» Aim
Please print these lines again exactly as they appear.
— Begin Source material —
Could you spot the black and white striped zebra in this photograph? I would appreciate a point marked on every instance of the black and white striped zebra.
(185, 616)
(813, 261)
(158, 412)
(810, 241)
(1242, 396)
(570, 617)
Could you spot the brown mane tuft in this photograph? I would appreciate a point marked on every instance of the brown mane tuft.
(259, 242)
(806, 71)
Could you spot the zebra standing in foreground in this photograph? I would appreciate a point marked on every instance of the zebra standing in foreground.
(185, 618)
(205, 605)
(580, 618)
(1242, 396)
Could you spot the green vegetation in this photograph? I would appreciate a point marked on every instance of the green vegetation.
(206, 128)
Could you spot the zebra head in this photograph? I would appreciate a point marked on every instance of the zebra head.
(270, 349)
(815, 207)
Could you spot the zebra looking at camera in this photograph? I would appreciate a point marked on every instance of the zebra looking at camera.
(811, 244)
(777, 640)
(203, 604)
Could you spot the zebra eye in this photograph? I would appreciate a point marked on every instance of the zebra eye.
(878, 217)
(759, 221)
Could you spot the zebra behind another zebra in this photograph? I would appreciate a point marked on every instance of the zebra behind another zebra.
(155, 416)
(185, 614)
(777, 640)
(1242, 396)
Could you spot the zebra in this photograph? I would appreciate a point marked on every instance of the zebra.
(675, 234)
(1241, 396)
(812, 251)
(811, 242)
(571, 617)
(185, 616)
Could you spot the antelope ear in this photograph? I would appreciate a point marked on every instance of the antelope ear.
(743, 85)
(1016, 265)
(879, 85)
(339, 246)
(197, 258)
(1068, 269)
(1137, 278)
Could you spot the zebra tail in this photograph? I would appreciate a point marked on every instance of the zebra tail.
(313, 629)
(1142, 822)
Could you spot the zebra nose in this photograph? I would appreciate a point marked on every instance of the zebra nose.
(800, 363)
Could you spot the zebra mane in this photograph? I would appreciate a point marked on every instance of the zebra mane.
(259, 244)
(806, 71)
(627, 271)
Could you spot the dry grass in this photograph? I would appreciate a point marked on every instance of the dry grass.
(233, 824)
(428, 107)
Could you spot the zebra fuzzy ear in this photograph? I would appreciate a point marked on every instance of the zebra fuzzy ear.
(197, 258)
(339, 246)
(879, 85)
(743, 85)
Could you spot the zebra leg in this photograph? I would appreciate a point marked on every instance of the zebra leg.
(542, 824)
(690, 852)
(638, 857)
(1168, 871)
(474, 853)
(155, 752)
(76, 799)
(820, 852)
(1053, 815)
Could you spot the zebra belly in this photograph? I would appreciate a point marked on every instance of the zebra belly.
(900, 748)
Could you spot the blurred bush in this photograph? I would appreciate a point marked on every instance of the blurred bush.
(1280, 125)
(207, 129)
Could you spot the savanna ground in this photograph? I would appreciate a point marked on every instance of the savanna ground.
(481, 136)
— End Source material —
» Task answer
Could you spot the black and white striped zebra in this photograph? I would appreciate a point marked on every instance of the black and white striped zebra.
(185, 616)
(813, 261)
(158, 412)
(810, 241)
(1242, 396)
(570, 617)
Could you spot the brown mane tuft in this photograph? I would appreciate a point marked on every instance of the brown mane tuft.
(259, 242)
(806, 71)
Could you spot the zebra standing in foreground in this photograph? I would appreciate a point marked on every instance of the zebra standing in foreground.
(185, 618)
(205, 605)
(580, 618)
(1242, 396)
Could you spot the green vegetation in this photograph? I would appreciate a point marked on every instance of the green vegetation.
(206, 128)
Could you spot the zebra head in this photograph? I would appreciate a point marked on every instance of the zebra head.
(270, 349)
(815, 207)
Could you spot the zebra looking at camera in this photograph? I would appreciate a point marked on every instance of the zebra looking at camera.
(811, 244)
(777, 640)
(203, 604)
Could you spot the zebra eye in this photograph? I would appreciate a point marked on every instance of the zebra eye.
(878, 217)
(759, 221)
Could you spot the zebra behind another zebra in this photograph? I would appreciate a point marked on every instance of the zebra behind another zebra.
(155, 416)
(185, 614)
(777, 640)
(1242, 396)
Could you spot the zebra in this photograph? I would appreciate a point marked on every instance of the zebra.
(675, 234)
(1241, 396)
(812, 251)
(811, 242)
(571, 617)
(185, 616)
Could you spot the antelope ear in this photograph? I would appreciate a point marked on every instance of the antelope ear.
(743, 85)
(1016, 265)
(879, 85)
(339, 246)
(197, 258)
(1068, 269)
(1137, 278)
Could you spot the zebra tail in this photograph? I would appreciate a point marked on every instance of the zebra tail.
(313, 629)
(1142, 822)
Could you spot the zebra nose in this photograph? I would appreciate a point marked on every instance of the zebra nose.
(800, 363)
Could you spot the zebra mane in this photograph? I would appreciate a point marked on every instance of the zebra mane.
(259, 244)
(806, 71)
(627, 271)
Could you spot the dry grass in this photograph? I would appreciate a point marked on every instance of the dry grass.
(233, 824)
(428, 107)
Could you spot the zebra fuzzy ear in this photograph? I would appreciate a point marked on every instance of the zebra fuzzy ear.
(197, 258)
(339, 246)
(879, 85)
(743, 85)
Could you spot the zebra leg in this photograph? I would appreciate a point marked on every instance of the zebra leg.
(542, 824)
(690, 852)
(638, 857)
(1168, 871)
(474, 853)
(155, 752)
(76, 799)
(820, 852)
(1053, 815)
Could you spot the zebra belly in this photograph? I would appreciate a point marked on every instance of the zebra belly.
(900, 748)
Could you spot the blurred bush in this photograph? I would appreciate a point marked on every instance of the blurred bush.
(1280, 125)
(207, 129)
Could you spot the savanna ground in this photograph? I would appreciate a point marked on every instance of the savanna ground.
(481, 136)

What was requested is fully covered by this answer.